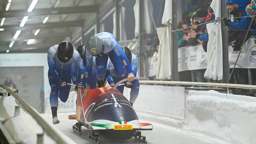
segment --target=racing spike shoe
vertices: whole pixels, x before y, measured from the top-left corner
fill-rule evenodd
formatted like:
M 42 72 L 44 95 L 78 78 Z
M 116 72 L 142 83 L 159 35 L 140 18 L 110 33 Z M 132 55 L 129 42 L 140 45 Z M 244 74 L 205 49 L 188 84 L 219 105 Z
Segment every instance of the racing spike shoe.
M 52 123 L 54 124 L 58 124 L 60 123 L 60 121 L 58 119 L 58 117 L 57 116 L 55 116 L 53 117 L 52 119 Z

* * *

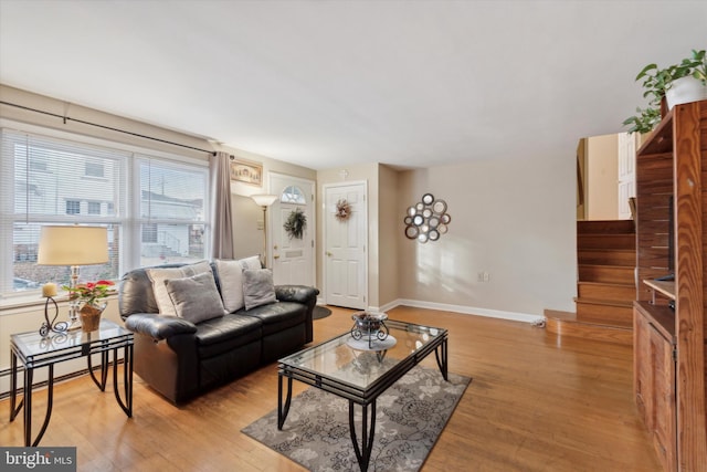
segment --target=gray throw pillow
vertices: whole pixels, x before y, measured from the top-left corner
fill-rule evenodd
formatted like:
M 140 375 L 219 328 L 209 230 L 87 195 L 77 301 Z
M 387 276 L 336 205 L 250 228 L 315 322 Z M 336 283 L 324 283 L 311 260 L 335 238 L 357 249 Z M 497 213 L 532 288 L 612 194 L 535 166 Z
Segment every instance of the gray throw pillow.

* * *

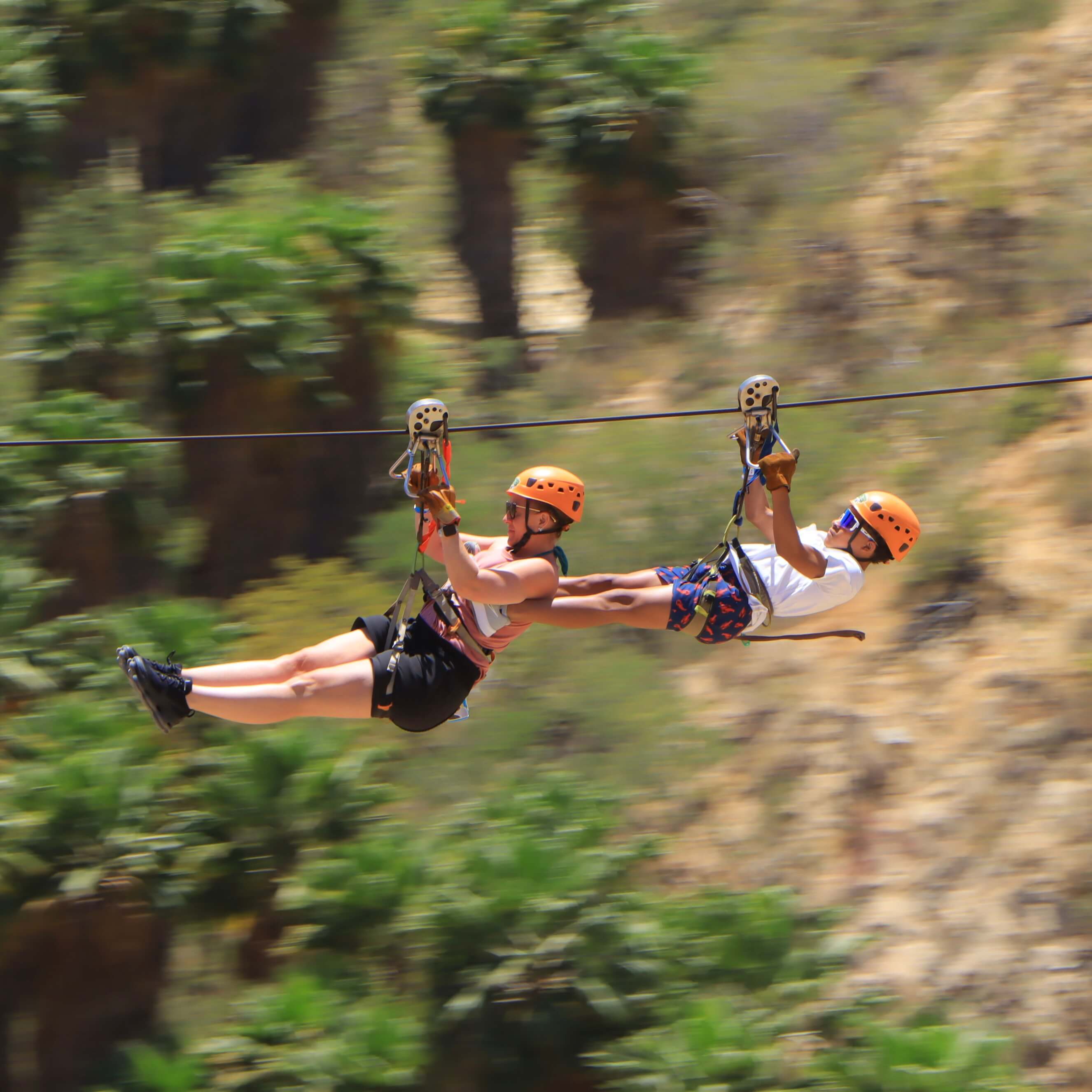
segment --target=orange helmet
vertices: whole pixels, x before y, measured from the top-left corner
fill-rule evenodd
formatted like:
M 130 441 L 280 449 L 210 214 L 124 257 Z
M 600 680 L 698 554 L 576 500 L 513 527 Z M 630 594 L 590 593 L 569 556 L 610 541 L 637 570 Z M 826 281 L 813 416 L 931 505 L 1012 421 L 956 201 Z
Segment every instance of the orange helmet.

Aim of the task:
Identify each line in the listing above that contains the string "spike", and copy those lines.

Exercise output:
segment --target=racing spike shoe
Segment every instance of the racing spike shoe.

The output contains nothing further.